== SUPPLIED DATA ==

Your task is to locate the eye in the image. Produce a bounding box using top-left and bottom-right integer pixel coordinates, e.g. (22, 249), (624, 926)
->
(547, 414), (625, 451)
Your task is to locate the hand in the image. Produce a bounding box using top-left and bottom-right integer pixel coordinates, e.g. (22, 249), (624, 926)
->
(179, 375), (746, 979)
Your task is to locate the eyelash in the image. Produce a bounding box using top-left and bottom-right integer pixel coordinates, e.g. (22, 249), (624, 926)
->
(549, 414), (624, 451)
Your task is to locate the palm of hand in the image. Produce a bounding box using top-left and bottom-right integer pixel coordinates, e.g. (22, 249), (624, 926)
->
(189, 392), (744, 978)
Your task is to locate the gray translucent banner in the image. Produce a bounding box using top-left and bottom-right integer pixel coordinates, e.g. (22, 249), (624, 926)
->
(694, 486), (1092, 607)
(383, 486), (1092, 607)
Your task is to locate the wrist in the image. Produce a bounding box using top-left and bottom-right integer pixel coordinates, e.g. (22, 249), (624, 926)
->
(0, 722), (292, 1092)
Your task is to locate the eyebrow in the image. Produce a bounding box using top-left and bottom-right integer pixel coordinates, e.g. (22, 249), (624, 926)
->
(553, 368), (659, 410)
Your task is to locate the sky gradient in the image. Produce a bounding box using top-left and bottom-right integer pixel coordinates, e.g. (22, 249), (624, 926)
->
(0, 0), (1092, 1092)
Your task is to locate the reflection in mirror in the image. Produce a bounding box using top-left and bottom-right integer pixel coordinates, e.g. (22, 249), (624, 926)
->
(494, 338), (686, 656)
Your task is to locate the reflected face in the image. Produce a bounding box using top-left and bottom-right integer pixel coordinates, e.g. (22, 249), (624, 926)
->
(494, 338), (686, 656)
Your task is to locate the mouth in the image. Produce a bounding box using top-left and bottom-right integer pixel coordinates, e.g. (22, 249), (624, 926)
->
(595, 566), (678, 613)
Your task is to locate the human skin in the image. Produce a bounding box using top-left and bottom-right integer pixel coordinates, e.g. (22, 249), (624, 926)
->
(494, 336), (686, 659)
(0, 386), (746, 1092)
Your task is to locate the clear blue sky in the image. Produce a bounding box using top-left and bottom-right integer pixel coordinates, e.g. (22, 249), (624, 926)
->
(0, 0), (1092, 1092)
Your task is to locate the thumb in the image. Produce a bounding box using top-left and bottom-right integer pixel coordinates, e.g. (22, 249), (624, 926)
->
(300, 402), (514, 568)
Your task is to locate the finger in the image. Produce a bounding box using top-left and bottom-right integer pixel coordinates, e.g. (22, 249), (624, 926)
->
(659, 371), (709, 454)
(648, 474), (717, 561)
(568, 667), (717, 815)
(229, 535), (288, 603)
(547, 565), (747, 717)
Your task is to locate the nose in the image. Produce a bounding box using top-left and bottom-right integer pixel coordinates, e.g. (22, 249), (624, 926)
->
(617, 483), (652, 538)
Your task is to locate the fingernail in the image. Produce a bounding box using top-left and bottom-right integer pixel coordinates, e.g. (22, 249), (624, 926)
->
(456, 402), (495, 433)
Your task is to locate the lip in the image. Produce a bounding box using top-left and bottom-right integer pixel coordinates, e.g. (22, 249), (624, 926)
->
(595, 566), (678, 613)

== SET PROBLEM ==
Rewrite everything from the line containing "Your task is to locate the fingernail" down to the line containing "(456, 402), (495, 433)", both included, with each bounding-box coordinate in the answer multiplied by 1.65 and rounded to a whole number, halves going up. Leave the request wording and its sample coordinates unchanged.

== REPLY TO THE EXERCISE ==
Your task is to locate the fingernail in the image. Produce a bounding box using top-left and bottom-right integer pixel coordinates, e.g. (22, 249), (624, 926)
->
(752, 663), (817, 714)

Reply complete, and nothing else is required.